[Saved entries]
● ● ● ● ● ● ●

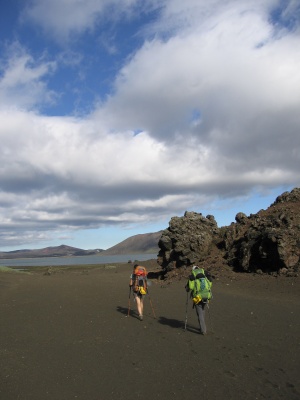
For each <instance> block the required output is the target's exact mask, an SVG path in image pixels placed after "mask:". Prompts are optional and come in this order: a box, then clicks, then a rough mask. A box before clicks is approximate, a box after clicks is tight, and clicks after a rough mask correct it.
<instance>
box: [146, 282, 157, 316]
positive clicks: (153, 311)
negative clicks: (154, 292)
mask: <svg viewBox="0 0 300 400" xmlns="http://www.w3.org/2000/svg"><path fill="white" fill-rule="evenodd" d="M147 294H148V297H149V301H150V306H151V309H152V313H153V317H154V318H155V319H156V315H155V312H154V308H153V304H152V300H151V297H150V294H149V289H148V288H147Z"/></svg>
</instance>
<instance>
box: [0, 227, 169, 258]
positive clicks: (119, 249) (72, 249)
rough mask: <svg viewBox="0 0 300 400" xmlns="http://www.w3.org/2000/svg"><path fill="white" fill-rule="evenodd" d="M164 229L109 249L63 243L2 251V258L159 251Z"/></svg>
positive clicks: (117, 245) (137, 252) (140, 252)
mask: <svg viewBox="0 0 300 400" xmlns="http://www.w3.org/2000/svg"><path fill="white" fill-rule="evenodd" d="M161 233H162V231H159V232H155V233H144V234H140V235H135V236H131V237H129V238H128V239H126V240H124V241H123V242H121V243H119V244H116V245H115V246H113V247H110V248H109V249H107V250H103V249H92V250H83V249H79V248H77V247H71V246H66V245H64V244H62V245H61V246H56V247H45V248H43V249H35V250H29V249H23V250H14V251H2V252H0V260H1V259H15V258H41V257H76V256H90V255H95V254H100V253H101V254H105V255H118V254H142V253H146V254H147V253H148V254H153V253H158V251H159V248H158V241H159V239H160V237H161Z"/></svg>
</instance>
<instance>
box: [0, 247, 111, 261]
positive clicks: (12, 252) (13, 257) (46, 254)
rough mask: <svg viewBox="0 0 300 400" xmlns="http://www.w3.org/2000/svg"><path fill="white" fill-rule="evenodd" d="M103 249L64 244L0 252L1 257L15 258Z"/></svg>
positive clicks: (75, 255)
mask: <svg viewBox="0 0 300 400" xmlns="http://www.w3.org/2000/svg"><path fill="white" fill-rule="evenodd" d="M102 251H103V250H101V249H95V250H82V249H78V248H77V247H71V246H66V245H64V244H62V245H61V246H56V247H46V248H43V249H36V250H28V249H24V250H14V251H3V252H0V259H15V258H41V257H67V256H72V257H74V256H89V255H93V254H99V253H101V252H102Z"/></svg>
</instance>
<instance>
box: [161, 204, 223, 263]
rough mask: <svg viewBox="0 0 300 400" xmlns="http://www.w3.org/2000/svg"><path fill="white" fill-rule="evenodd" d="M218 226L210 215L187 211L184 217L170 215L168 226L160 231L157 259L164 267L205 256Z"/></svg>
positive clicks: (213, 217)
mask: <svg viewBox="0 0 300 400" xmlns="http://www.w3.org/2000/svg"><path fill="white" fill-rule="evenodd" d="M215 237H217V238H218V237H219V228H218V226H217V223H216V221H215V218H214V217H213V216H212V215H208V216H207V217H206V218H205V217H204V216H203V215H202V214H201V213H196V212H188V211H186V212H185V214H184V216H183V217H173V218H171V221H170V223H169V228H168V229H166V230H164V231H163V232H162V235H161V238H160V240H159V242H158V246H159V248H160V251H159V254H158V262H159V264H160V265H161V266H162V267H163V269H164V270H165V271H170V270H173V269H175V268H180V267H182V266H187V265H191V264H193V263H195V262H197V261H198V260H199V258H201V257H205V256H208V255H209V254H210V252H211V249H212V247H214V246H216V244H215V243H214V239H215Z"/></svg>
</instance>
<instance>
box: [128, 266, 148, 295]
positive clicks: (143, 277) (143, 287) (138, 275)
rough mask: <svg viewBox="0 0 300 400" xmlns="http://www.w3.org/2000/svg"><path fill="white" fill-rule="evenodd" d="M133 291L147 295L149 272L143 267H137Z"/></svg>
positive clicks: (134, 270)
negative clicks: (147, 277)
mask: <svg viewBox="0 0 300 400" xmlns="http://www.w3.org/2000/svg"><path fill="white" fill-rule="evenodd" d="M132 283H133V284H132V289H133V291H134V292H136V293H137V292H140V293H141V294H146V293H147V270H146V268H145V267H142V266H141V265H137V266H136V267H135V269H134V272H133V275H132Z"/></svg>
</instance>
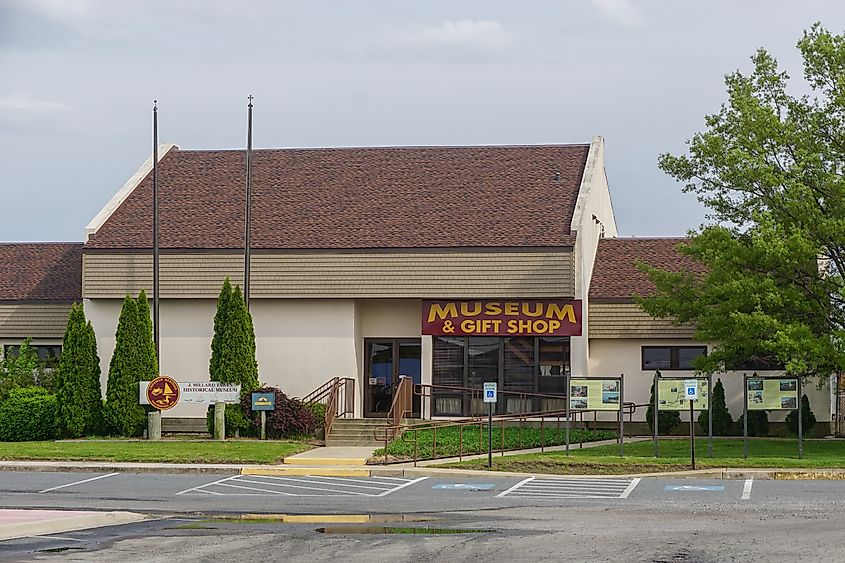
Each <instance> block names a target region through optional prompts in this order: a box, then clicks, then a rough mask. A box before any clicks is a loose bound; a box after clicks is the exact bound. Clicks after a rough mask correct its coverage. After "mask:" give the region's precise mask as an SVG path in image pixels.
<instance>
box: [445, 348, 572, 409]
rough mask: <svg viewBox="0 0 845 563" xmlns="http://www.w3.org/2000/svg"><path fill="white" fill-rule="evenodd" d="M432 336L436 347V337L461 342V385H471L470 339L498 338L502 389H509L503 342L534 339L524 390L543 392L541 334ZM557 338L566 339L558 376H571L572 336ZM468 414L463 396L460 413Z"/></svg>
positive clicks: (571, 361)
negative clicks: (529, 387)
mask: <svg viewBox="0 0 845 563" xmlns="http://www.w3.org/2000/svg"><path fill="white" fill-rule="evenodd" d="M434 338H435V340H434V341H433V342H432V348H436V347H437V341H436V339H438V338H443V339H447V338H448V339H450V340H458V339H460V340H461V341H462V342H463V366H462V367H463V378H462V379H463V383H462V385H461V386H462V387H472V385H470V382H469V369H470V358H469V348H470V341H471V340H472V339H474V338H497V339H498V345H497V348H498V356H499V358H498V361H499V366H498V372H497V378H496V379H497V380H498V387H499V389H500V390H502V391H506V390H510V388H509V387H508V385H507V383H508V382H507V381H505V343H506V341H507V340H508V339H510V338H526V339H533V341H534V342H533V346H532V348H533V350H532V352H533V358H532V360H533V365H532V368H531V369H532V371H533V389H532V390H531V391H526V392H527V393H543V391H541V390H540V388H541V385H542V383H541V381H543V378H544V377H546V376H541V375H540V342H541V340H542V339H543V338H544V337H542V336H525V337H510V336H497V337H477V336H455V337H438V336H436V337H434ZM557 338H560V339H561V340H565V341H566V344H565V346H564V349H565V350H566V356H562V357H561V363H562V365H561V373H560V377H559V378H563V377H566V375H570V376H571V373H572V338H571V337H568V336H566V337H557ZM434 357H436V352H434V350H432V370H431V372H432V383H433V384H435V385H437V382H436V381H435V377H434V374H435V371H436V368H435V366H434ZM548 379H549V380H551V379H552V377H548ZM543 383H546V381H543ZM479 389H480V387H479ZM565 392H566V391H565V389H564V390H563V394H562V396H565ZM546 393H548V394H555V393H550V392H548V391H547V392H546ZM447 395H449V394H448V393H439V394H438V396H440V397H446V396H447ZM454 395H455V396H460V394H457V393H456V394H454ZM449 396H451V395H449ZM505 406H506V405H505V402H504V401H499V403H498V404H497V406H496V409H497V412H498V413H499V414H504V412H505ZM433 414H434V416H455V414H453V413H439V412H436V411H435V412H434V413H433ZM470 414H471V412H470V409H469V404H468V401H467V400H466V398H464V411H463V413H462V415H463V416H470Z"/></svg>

● ● ● ● ● ● ●

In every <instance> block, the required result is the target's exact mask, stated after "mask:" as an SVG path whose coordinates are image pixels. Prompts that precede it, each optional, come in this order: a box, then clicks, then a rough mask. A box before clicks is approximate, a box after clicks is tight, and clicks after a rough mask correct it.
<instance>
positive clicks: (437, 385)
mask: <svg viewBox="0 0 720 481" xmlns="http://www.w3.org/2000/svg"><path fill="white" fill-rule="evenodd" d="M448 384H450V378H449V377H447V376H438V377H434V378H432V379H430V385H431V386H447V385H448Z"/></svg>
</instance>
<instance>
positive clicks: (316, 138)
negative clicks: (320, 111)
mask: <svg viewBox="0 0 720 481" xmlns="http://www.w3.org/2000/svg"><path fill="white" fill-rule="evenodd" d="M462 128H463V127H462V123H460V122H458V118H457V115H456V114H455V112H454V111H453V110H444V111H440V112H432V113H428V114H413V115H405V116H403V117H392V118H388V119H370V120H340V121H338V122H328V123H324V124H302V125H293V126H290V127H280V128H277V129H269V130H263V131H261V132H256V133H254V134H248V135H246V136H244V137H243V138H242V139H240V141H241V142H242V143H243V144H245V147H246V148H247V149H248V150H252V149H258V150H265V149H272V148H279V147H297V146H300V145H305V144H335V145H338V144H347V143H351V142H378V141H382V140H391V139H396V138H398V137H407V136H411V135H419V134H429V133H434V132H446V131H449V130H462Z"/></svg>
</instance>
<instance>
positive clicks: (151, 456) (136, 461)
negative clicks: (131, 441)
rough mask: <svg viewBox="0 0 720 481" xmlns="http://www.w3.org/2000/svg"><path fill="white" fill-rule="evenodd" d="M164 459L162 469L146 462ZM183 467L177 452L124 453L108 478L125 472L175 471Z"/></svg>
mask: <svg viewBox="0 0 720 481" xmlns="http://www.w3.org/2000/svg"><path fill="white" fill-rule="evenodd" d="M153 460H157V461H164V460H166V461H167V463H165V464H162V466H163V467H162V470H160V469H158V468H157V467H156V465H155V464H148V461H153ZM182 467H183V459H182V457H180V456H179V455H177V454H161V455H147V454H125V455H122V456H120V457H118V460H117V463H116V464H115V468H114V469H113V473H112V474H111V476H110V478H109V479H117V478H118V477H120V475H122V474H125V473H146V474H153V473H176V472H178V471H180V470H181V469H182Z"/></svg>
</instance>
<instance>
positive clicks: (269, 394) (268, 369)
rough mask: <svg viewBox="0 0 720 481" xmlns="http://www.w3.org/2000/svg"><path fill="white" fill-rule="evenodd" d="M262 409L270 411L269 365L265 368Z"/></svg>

● ● ● ● ● ● ●

TASK DESCRIPTION |
Please edit the stretch from the line containing "In every <instance>" through the line containing "positive clicks: (437, 385)", replacing "target's" with "object's" and keeping everything else the same.

ANSWER SPACE |
In every <instance> block, the required result is the object's exact mask, stated after "mask:" as an SVG path whose coordinates are image pixels. Prompts that precede it, each optional, come in this order: a box, then clicks, then a rough mask. A box before clicks is approximate, a box after clicks is tight, and clicks after a rough mask correct it.
<instance>
positive clicks: (437, 385)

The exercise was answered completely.